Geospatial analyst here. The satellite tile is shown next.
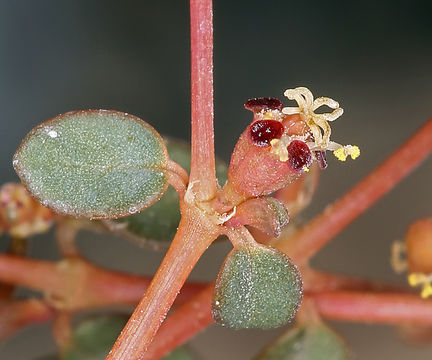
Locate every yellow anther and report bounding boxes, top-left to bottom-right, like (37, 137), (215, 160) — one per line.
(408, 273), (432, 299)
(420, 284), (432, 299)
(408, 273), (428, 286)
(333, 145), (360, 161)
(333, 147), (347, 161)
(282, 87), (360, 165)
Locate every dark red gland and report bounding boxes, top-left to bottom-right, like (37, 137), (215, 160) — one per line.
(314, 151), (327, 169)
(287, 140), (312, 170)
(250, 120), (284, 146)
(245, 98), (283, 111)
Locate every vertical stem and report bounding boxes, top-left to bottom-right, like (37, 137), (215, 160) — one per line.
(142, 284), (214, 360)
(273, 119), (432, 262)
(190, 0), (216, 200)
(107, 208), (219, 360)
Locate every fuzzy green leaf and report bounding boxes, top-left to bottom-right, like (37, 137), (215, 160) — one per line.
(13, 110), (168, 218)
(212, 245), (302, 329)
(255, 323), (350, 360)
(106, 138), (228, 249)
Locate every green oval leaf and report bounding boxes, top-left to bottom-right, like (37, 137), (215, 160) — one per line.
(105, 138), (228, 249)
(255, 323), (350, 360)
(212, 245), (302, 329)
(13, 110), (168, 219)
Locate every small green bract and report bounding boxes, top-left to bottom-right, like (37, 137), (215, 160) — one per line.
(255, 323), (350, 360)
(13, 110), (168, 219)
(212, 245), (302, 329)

______________________________

Reproduce all entries exactly. Pictures do not belong in the copy.

Geospatial analyst here. The satellite tile is shown next.
Locate every yellow anther and report bounding boxes, top-left to bottom-right, like (37, 137), (215, 160) — one per line.
(408, 273), (432, 299)
(420, 284), (432, 299)
(408, 273), (428, 286)
(333, 145), (360, 161)
(333, 147), (347, 161)
(282, 87), (360, 165)
Locate every dark red gland and report bounding boxes, top-left to bottom-right, like (37, 137), (215, 160) — one per line.
(314, 151), (327, 169)
(287, 140), (312, 170)
(250, 120), (284, 146)
(245, 98), (283, 111)
Locate every vertical stem and report bounding boxes, top-left to bottom-right, like (37, 137), (215, 160) — one per line.
(142, 284), (214, 360)
(273, 119), (432, 262)
(190, 0), (216, 200)
(107, 208), (219, 360)
Locate every fuzzy green leaf and report bounding boxes, top-left to bottom-right, like (37, 137), (215, 160) — one per line.
(13, 110), (168, 218)
(212, 245), (302, 329)
(255, 323), (350, 360)
(106, 138), (228, 249)
Locate every green oval leaf and report bounding boxes, top-left to bottom-right, like (37, 137), (215, 160) — one per line.
(105, 138), (228, 249)
(255, 323), (350, 360)
(212, 245), (302, 329)
(13, 110), (168, 219)
Locate every small green bract and report bounding boxes, top-left to bottom-right, like (37, 137), (215, 160) — one per line.
(255, 323), (350, 360)
(13, 110), (168, 219)
(212, 245), (302, 329)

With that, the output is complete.